**Directions:** Format the records starting at the line that contains "farmer in the histology slide image provided." and ending at the line that contains "[0,57,720,540]" as a two-column CSV with the headers input and output. Give one row per record, with its text under input and its answer under output, each in a single quoted field with line breaks turned into spaces.

** Begin Material provided **

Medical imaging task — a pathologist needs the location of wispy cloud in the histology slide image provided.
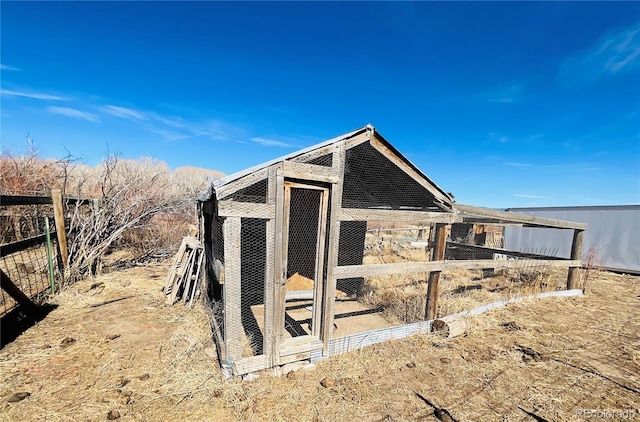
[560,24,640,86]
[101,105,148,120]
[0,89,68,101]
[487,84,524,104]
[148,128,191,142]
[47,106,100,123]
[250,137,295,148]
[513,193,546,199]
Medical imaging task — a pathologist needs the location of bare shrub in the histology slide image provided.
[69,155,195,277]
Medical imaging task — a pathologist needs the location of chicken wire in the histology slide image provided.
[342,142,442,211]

** End Material provided **
** Begin Material provided **

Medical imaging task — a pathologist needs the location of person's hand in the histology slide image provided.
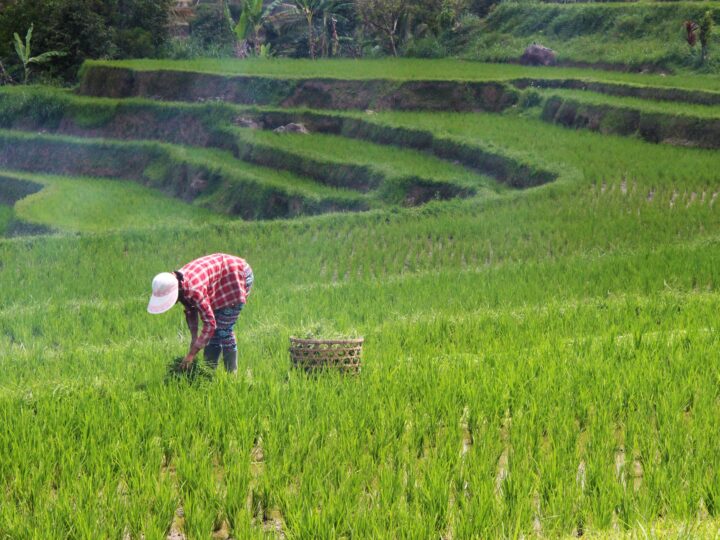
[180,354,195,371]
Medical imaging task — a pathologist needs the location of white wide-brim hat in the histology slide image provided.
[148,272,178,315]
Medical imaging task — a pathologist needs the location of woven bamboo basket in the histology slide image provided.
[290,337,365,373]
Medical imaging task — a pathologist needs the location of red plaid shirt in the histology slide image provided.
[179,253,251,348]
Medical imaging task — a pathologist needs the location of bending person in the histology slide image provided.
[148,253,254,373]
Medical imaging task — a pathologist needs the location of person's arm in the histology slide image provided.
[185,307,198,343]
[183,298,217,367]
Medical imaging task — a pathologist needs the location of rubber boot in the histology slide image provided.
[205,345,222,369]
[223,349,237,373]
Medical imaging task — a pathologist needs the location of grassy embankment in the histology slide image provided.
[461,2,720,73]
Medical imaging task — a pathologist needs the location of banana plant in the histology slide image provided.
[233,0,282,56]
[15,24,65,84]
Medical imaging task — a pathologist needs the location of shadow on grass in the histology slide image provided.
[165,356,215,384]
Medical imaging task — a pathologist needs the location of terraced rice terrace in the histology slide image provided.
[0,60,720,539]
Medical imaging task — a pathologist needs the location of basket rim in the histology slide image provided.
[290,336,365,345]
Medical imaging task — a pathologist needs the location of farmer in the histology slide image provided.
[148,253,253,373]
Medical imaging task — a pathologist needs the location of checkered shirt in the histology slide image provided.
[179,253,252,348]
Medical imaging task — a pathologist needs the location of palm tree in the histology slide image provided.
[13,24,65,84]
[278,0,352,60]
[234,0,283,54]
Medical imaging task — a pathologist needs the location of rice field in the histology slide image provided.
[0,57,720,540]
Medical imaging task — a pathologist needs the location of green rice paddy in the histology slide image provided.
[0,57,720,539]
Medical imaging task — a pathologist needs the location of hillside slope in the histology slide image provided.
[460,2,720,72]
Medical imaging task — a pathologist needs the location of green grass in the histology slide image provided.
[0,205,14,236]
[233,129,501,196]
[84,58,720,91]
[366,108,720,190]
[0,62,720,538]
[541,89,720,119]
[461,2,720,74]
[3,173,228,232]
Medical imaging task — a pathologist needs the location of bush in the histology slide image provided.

** End Material provided **

**Correct answer:**
input,output
"Medical imaging task — a pathologist needs the location of farmer in the histology slide image provided.","[148,253,253,373]"
"Medical imaging task — a pathologist needs the location of checkered shirt in the histology slide image provided.","[179,253,252,348]"
"Medical imaging task — a pathologist needs the location of palm tree in the histology slide image provided.","[13,24,65,84] [278,0,352,60] [234,0,283,54]"
"Medical imaging task — a pathologist needs the location of rice field in the histology slide image provided.","[0,57,720,540]"